§ EXTRACT PROVIDED:
====
We tabulated the letter-by-letter responses of amblyopic and nonamblyopic fellow eyes on random, computer-generated Snellen lines. Participants were 60 children, aged 5 to 13 years, with a history of amblyopia. Main outcome measures were relative difficulties of Snellen letters and common misidentifications.
Errors were 7.5 times more common with certain letters (B, C, F, S) than with others (A, L, Z, T), this difference increasing to 17.6-fold at threshold. Similar relative letter difficulty was demonstrated at lines above and at visual acuity thresholds, and both difficult and easy letters were the same for amblyopic and nonamblyopic fellow eyes. Specific misidentification errors were often repeated and were often reciprocal (eg, B for E and E for B).
Since therapeutic decisions in amblyopia management are often based on small differences in visual acuities, the relative difficulties of letters used in their measurement should be considered. The Early Treatment Diabetic Retinopathy Study system should be considered for use in this clinical setting.
Amblyopia represents the most common cause of decreased visual acuity in children and young adults.1 Fortunately, its treatment is generally effective, especially in younger children. Since visual acuity is both the primary end point of treatment and the parameter most useful in making therapeutic decisions, its measurement is of critical importance in amblyopic children. Changes in visual acuity measured before and after treatment intervals and differences between fellow eyes may be ascribed clinical significance, even if measured differences are small.
====
[Saved data rows]
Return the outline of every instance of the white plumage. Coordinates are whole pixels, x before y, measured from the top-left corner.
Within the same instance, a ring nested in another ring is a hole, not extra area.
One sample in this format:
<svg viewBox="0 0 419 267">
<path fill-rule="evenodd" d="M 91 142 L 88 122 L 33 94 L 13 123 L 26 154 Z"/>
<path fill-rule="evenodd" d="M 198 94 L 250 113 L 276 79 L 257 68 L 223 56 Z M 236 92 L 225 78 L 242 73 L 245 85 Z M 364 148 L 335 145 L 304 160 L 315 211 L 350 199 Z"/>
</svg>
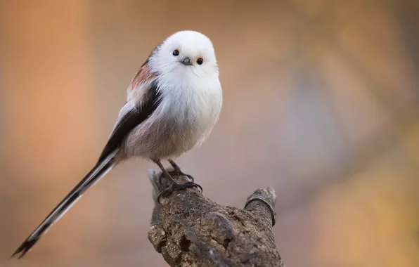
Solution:
<svg viewBox="0 0 419 267">
<path fill-rule="evenodd" d="M 191 178 L 173 159 L 205 140 L 218 119 L 221 105 L 221 87 L 211 41 L 193 31 L 169 37 L 153 51 L 131 81 L 127 103 L 96 166 L 13 256 L 23 256 L 87 189 L 127 158 L 150 159 L 172 179 L 172 186 L 160 195 L 200 188 L 193 182 L 178 184 L 160 160 L 167 159 L 179 174 Z"/>
</svg>

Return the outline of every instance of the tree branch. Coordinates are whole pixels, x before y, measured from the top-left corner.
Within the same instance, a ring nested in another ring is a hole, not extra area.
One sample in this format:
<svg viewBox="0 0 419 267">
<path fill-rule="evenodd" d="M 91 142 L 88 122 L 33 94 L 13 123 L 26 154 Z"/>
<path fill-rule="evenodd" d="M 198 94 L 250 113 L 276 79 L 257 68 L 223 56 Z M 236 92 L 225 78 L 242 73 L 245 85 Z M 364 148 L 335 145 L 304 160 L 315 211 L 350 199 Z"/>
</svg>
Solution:
<svg viewBox="0 0 419 267">
<path fill-rule="evenodd" d="M 179 183 L 188 181 L 171 171 Z M 155 207 L 148 240 L 169 265 L 283 266 L 272 233 L 273 188 L 254 191 L 243 209 L 221 206 L 195 188 L 174 192 L 159 204 L 157 195 L 169 183 L 160 176 L 150 171 Z"/>
</svg>

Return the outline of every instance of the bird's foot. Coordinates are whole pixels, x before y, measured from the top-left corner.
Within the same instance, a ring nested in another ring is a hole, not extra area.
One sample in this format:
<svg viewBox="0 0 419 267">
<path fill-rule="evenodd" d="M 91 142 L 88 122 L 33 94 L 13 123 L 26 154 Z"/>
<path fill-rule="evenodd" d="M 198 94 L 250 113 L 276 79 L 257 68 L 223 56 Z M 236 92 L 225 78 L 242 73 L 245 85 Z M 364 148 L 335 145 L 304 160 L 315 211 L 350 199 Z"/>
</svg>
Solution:
<svg viewBox="0 0 419 267">
<path fill-rule="evenodd" d="M 181 168 L 174 168 L 174 170 L 172 171 L 169 171 L 169 174 L 170 174 L 170 175 L 172 175 L 172 174 L 174 174 L 176 176 L 186 176 L 188 177 L 188 178 L 189 180 L 191 180 L 191 182 L 194 182 L 195 179 L 193 178 L 193 177 L 192 177 L 192 176 L 191 174 L 186 174 L 184 172 L 183 172 L 181 170 Z"/>
<path fill-rule="evenodd" d="M 202 192 L 202 188 L 201 185 L 193 182 L 186 182 L 183 183 L 174 183 L 172 184 L 172 185 L 160 192 L 160 193 L 157 195 L 157 203 L 160 204 L 160 197 L 166 197 L 174 191 L 193 188 L 199 188 L 201 190 L 201 192 Z"/>
</svg>

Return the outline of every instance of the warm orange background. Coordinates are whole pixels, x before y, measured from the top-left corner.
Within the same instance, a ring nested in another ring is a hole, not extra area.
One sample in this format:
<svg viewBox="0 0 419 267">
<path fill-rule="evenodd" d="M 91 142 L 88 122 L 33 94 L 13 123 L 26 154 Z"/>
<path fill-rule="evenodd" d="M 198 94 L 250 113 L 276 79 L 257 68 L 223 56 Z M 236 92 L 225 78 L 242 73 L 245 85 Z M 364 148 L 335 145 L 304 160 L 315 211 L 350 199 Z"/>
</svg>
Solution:
<svg viewBox="0 0 419 267">
<path fill-rule="evenodd" d="M 95 163 L 149 52 L 191 29 L 213 41 L 224 96 L 179 159 L 205 194 L 243 207 L 274 187 L 288 266 L 418 266 L 418 3 L 1 1 L 0 265 L 167 266 L 141 160 L 7 258 Z"/>
</svg>

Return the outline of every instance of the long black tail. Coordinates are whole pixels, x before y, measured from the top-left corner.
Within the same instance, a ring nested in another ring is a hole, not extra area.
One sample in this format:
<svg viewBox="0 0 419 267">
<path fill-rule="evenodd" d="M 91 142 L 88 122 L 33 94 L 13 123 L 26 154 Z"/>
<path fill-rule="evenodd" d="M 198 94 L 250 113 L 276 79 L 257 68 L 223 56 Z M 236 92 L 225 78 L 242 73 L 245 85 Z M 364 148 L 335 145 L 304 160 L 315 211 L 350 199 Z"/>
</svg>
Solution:
<svg viewBox="0 0 419 267">
<path fill-rule="evenodd" d="M 37 243 L 41 236 L 45 234 L 54 223 L 58 221 L 79 200 L 84 191 L 103 177 L 115 166 L 115 162 L 113 160 L 113 157 L 116 152 L 117 151 L 111 152 L 108 157 L 101 159 L 22 243 L 11 258 L 19 254 L 18 258 L 22 258 Z"/>
</svg>

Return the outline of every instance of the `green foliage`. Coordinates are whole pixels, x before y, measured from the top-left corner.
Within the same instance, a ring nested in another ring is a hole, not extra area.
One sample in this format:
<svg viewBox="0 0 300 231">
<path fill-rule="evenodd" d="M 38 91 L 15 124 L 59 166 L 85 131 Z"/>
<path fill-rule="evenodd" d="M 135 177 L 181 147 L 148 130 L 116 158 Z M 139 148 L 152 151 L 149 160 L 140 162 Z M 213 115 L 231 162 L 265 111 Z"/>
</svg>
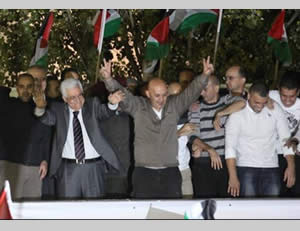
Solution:
<svg viewBox="0 0 300 231">
<path fill-rule="evenodd" d="M 54 10 L 49 40 L 49 72 L 60 75 L 65 67 L 79 70 L 86 84 L 95 82 L 97 50 L 93 46 L 91 10 Z M 165 10 L 121 9 L 121 28 L 104 40 L 103 53 L 114 50 L 114 75 L 142 79 L 146 40 Z M 295 10 L 286 10 L 286 23 Z M 264 78 L 273 81 L 275 59 L 267 44 L 267 33 L 279 10 L 224 10 L 215 70 L 220 78 L 233 64 L 245 66 L 249 82 Z M 40 27 L 48 10 L 0 10 L 0 81 L 13 86 L 16 76 L 29 66 Z M 170 33 L 170 52 L 163 61 L 162 76 L 174 81 L 182 68 L 202 71 L 202 58 L 211 56 L 215 47 L 217 24 L 202 24 L 189 36 Z M 287 28 L 293 64 L 280 67 L 300 70 L 300 17 Z M 158 75 L 158 71 L 154 73 Z"/>
</svg>

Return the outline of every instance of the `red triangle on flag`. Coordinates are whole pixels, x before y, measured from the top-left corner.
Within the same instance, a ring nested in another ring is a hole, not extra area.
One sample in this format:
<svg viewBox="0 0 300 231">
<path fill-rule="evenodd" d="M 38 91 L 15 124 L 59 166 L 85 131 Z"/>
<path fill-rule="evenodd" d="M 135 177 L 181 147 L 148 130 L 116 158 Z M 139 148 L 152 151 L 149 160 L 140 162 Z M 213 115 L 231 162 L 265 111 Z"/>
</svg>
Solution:
<svg viewBox="0 0 300 231">
<path fill-rule="evenodd" d="M 0 219 L 5 219 L 5 220 L 12 219 L 12 216 L 9 211 L 8 203 L 7 203 L 5 189 L 2 190 L 0 196 Z"/>
<path fill-rule="evenodd" d="M 285 11 L 282 10 L 280 14 L 276 17 L 274 23 L 272 24 L 272 28 L 270 29 L 268 35 L 273 39 L 281 40 L 284 34 L 284 16 Z"/>
</svg>

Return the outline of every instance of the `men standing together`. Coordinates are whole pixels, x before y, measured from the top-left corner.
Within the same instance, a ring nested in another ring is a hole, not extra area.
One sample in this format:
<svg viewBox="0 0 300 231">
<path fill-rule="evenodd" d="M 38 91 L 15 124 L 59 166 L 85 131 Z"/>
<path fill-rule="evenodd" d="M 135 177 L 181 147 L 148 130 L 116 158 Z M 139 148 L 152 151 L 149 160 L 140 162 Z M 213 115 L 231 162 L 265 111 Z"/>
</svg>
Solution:
<svg viewBox="0 0 300 231">
<path fill-rule="evenodd" d="M 206 87 L 214 71 L 210 58 L 203 60 L 203 73 L 179 95 L 168 97 L 166 83 L 153 78 L 146 96 L 136 97 L 111 77 L 111 63 L 104 60 L 100 73 L 109 91 L 122 89 L 125 99 L 120 107 L 134 118 L 134 198 L 181 198 L 181 174 L 178 169 L 177 122 Z"/>
</svg>

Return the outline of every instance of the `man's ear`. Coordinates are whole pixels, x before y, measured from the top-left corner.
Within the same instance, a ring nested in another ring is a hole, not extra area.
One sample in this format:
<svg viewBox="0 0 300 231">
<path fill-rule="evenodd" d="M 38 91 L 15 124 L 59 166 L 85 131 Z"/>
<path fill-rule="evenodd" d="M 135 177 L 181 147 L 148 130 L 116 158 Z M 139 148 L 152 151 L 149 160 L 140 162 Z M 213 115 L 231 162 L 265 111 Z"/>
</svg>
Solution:
<svg viewBox="0 0 300 231">
<path fill-rule="evenodd" d="M 68 103 L 67 99 L 65 97 L 62 97 L 65 103 Z"/>
</svg>

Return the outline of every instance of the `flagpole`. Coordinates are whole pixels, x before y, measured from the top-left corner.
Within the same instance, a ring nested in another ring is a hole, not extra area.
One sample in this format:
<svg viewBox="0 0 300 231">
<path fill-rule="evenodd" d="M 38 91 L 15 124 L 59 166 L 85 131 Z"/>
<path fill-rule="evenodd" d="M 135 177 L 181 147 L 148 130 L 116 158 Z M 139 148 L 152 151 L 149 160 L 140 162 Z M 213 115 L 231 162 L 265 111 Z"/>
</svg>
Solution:
<svg viewBox="0 0 300 231">
<path fill-rule="evenodd" d="M 275 71 L 274 71 L 274 81 L 271 85 L 271 90 L 274 90 L 276 88 L 276 84 L 277 84 L 277 80 L 278 80 L 278 70 L 279 70 L 279 60 L 276 59 L 276 63 L 275 63 Z"/>
<path fill-rule="evenodd" d="M 102 50 L 102 44 L 103 44 L 104 30 L 105 30 L 106 13 L 107 13 L 107 9 L 103 9 L 102 18 L 101 18 L 100 35 L 99 35 L 98 46 L 97 46 L 98 57 L 97 57 L 97 64 L 96 64 L 96 75 L 95 75 L 95 80 L 94 80 L 95 83 L 97 82 L 97 79 L 99 76 L 100 56 L 101 56 L 101 50 Z"/>
<path fill-rule="evenodd" d="M 217 28 L 217 36 L 216 36 L 216 44 L 215 44 L 215 51 L 214 51 L 214 61 L 213 61 L 214 67 L 216 66 L 217 50 L 218 50 L 218 45 L 219 45 L 219 37 L 220 37 L 220 30 L 221 30 L 221 23 L 222 23 L 222 13 L 223 13 L 223 9 L 220 9 L 218 28 Z"/>
</svg>

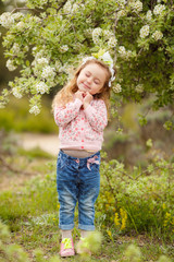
====
§ LIST OF TASKS:
- 1) In the amblyopia text, how many children took part in the study?
- 2) Return, word for word, the part of the amblyopia text from "Since therapeutic decisions" to "differences are small.".

§ SOLUTIONS TO EACH TASK:
- 1) 60 children, aged 5 to 13 years.

- 2)
Since therapeutic decisions in amblyopia management are often based on small differences in visual acuities, the relative difficulties of letters used in their measurement should be considered. The Early Treatment Diabetic Retinopathy Study system should be considered for use in this clinical setting.
Amblyopia represents the most common cause of decreased visual acuity in children and young adults.1 Fortunately, its treatment is generally effective, especially in younger children. Since visual acuity is both the primary end point of treatment and the parameter most useful in making therapeutic decisions, its measurement is of critical importance in amblyopic children. Changes in visual acuity measured before and after treatment intervals and differences between fellow eyes may be ascribed clinical significance, even if measured differences are small.